__Challenge__. Filter the records below and copy each line that contains the string "tree".

==== Records for the exercise

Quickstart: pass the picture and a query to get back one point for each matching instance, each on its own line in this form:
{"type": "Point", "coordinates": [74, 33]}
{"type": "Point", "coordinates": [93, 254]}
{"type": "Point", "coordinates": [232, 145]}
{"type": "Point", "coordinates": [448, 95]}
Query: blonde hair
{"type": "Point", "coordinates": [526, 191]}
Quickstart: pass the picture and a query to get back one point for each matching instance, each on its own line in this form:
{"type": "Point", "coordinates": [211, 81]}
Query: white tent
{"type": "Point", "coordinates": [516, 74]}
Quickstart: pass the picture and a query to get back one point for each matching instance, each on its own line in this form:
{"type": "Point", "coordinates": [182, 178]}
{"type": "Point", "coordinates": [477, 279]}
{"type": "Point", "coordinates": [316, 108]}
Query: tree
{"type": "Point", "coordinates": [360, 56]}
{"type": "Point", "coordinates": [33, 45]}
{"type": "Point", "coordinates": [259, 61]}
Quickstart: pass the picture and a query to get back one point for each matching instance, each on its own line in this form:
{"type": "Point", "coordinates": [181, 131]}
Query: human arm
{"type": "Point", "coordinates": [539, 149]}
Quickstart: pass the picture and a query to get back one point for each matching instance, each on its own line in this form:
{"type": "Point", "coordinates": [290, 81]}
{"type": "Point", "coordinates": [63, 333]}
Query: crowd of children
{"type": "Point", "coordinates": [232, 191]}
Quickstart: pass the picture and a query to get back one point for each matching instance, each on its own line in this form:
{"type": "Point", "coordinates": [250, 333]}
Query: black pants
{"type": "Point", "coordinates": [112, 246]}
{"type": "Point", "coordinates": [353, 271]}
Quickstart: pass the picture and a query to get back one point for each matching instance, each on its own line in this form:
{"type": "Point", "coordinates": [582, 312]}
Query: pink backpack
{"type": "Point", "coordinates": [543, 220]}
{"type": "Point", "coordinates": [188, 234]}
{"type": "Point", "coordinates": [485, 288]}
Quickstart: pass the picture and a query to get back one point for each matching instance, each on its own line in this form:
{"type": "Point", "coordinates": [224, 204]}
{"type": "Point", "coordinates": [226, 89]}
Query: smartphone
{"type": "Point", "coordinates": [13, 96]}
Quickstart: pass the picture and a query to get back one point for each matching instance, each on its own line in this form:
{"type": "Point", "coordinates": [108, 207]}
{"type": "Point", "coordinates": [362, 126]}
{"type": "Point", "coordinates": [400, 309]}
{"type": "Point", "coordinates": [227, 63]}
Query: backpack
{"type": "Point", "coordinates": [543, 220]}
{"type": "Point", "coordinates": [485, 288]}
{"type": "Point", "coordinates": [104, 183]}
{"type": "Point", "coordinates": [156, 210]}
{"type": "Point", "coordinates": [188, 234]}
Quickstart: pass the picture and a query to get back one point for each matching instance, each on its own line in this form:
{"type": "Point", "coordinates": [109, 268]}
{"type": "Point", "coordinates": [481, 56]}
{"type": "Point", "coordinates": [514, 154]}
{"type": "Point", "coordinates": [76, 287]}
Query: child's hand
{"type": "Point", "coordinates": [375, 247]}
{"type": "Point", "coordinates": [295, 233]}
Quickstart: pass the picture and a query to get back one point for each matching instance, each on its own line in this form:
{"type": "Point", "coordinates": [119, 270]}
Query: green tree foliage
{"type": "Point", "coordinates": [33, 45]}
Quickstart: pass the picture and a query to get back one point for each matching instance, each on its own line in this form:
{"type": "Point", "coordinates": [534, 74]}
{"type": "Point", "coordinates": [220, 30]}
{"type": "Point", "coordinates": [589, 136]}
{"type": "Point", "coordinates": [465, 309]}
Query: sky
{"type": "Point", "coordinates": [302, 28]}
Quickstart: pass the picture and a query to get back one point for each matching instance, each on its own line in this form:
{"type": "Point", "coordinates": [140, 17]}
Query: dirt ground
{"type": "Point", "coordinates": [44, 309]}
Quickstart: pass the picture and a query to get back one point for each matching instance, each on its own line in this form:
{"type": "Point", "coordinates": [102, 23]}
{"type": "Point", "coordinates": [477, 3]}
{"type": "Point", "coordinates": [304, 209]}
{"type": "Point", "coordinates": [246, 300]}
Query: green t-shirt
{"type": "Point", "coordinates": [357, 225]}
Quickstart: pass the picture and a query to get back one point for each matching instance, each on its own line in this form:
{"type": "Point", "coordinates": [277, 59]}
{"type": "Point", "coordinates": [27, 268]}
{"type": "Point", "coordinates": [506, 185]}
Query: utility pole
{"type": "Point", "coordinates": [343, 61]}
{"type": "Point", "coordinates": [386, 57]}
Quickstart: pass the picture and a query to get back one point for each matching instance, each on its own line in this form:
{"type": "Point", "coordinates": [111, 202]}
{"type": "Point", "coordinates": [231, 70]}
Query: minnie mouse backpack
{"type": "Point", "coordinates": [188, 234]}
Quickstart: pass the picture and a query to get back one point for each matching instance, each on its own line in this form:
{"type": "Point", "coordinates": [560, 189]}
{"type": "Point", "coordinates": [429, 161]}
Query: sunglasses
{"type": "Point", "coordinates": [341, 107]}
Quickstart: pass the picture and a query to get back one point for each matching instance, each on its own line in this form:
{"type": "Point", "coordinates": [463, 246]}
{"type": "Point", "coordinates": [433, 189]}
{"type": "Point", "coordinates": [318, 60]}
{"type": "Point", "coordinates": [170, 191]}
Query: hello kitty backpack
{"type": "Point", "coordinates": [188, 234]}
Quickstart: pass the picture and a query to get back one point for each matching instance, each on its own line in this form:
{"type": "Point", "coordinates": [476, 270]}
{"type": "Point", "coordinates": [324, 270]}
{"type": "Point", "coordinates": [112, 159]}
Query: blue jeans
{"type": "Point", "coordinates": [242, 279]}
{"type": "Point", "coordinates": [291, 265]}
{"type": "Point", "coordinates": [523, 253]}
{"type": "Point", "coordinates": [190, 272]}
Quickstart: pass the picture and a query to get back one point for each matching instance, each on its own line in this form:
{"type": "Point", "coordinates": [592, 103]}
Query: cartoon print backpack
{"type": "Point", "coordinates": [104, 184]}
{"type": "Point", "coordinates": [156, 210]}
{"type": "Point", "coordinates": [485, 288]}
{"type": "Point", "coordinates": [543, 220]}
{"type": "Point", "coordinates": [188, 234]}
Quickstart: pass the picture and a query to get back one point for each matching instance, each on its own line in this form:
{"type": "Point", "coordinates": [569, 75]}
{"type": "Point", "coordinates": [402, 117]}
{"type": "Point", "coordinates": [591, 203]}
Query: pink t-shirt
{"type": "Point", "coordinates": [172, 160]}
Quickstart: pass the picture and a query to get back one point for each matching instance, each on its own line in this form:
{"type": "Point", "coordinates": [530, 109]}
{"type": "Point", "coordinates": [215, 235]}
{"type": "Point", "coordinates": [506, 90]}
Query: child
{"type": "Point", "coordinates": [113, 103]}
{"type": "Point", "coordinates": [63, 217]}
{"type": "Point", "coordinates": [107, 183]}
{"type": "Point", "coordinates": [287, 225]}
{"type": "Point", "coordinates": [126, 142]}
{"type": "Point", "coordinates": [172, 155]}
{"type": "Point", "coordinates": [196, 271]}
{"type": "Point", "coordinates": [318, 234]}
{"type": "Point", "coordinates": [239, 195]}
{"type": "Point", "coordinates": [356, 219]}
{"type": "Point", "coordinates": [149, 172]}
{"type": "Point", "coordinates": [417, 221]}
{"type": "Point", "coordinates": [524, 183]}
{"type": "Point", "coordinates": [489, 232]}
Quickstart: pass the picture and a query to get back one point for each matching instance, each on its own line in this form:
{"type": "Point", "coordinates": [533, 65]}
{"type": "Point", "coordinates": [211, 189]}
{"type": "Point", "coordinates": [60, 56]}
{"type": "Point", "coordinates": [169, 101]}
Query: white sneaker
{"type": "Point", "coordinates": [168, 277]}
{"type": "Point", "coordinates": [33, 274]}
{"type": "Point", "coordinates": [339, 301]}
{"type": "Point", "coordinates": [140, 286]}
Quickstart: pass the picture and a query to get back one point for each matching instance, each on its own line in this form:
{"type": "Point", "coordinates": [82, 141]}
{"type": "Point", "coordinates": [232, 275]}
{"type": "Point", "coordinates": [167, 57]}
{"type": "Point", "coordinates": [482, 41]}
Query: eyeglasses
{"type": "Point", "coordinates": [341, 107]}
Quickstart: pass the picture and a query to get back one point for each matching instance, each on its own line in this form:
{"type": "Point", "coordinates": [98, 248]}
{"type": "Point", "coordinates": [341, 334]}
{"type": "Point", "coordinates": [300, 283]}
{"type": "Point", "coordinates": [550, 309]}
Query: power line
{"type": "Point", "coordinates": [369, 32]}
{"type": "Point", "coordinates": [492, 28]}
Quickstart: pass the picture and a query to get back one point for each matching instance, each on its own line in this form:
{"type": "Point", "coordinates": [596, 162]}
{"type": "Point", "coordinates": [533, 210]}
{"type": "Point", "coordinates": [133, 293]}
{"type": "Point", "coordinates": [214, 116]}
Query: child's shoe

========

__Written response__.
Query: tree
Query: green tree foliage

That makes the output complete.